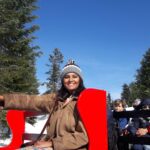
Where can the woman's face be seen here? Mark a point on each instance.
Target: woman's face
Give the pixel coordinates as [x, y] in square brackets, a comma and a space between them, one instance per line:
[71, 81]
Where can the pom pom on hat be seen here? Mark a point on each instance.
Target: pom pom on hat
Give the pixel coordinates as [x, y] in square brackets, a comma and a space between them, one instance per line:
[69, 68]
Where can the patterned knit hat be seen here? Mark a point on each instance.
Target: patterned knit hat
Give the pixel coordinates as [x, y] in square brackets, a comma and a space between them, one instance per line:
[71, 67]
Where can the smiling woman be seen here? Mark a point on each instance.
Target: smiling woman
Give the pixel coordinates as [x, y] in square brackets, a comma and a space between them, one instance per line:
[65, 129]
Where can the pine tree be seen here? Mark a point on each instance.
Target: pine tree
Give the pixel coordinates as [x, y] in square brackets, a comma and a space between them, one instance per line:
[143, 77]
[125, 95]
[17, 54]
[55, 60]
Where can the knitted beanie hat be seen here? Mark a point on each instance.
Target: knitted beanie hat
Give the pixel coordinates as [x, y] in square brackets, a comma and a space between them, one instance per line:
[69, 68]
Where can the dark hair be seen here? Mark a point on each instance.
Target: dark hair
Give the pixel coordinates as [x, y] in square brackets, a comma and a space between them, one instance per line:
[63, 93]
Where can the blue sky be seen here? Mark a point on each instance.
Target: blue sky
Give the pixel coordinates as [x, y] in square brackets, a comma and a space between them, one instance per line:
[106, 38]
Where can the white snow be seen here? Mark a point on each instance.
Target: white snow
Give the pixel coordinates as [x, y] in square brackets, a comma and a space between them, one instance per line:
[36, 128]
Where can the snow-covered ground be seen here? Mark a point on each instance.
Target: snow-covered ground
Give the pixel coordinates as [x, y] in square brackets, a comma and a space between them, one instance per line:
[36, 128]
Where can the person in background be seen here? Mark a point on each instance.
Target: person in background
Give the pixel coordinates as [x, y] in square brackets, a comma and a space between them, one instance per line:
[136, 104]
[141, 126]
[65, 130]
[121, 123]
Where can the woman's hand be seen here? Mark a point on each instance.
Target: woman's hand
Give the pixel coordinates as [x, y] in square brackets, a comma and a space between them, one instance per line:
[141, 131]
[42, 144]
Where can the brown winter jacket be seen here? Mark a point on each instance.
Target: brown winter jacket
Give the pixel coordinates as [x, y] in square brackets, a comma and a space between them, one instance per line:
[65, 128]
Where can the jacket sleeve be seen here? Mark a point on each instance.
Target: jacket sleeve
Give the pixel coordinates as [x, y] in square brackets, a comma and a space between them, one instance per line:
[72, 141]
[29, 102]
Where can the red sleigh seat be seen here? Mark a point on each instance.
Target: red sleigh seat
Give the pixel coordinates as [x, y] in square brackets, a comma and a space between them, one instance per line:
[92, 108]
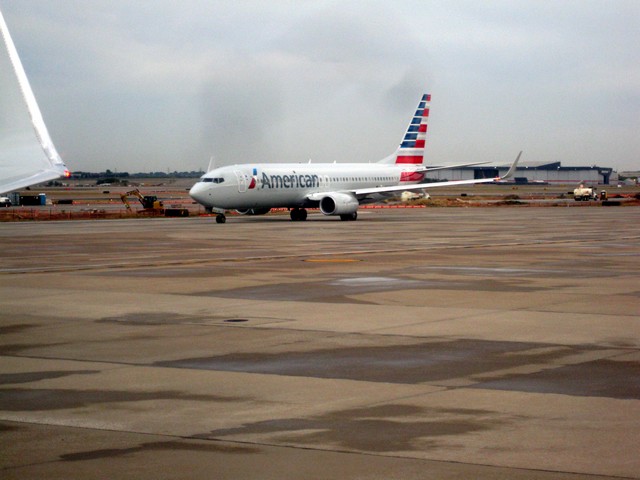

The request:
Can you output every line of the data above as a JSON list of strings, one string per line, with blank lines and the pictures left out?

Output of the exercise:
[
  "Where can the woman's face be seen here? Mark a point on each instance.",
  "Target: woman's face",
  "Give the pixel coordinates as [x, y] in square brackets, a comma and a space between them, one instance per line:",
  "[71, 81]",
  "Where can the pom pom on hat be seen here? Mark a point on each instance.",
  "Target: pom pom on hat",
  "Give the pixel coordinates as [x, y] in square brackets, a comma and a space between them, one instance per line:",
  "[69, 68]",
  "Where can the patterned knit hat be seen here? Mark a point on each instance.",
  "Target: patterned knit hat",
  "Give the pixel coordinates as [x, y] in square brackets, a comma and a space between them, one instance per line:",
  "[71, 67]",
  "Where can the smiling woman be seen here? Mark a point on each instance.",
  "Target: smiling woman",
  "Give the pixel coordinates as [x, y] in square brackets, a comma and a space between them, one instance per line:",
  "[65, 129]",
  "Where can the pine tree be seen here? Mark a point on each instance.",
  "Target: pine tree",
  "Give the pixel coordinates as [x, y] in square brackets, a comma and a space between them, one instance per line:",
  "[143, 77]",
  "[125, 95]",
  "[17, 54]",
  "[55, 60]",
  "Where can the knitted beanie hat be seen here? Mark a point on each instance.",
  "Target: knitted beanie hat",
  "Give the pixel coordinates as [x, y] in square brackets, a comma and a space between them, one instance per line:",
  "[69, 68]",
  "Where can the dark hair be seen here? Mark a point on each instance.",
  "Target: dark hair",
  "Give the pixel coordinates as [x, y] in square brackets, a comma and a space between them, one instance per line:",
  "[63, 93]",
  "Where can the blue sky be seen here? Mark a point on each instance.",
  "Target: blue sky",
  "Give the pixel coordinates as [x, y] in square brackets, a comma and a space between them, one instance per line:",
  "[106, 38]",
  "Where can the white snow be seen here? Mark a point on each instance.",
  "Target: white snow",
  "Give the pixel coordinates as [x, y] in square brackets, a comma and a space between them, one instance per line:",
  "[36, 128]",
  "Where can the snow-covered ground be seen here? Mark a point on each instance.",
  "Target: snow-covered ground",
  "Give the pixel coordinates as [x, y] in square brackets, a comma and a space between them, one instance per line:",
  "[36, 128]",
  "Where can the person in background be seen here? Mark a point on each instance.",
  "Target: person in background",
  "Give the pixel coordinates as [x, y] in square brackets, a comma and a space between them, one instance per line:",
  "[136, 104]",
  "[141, 126]",
  "[65, 130]",
  "[121, 123]",
  "Where can the woman's hand be seen here? Mark a point on each instance.",
  "Target: woman's hand",
  "Give the pixel coordinates as [x, y] in square brackets, a comma and a space between them, one instance per line:",
  "[141, 131]",
  "[42, 144]",
  "Where can the brown winter jacket be seen here? Mark a point on each instance.",
  "Target: brown winter jacket",
  "Give the pixel coordinates as [x, y] in square brackets, a comma and a space between them, one instance per line:",
  "[65, 128]",
  "Where can the jacket sleeve be seen here? Mark a point on each instance.",
  "Target: jacket sleeve",
  "Give the pixel coordinates as [x, y] in square brackets, a comma and a space between them, one instance per line:",
  "[72, 141]",
  "[29, 102]",
  "Where can the red sleigh seat be seen here? Mark a point on each instance.",
  "Target: red sleigh seat",
  "Give the pixel coordinates as [x, y] in square brackets, a comma and a space between them, one instance per line:",
  "[92, 108]"
]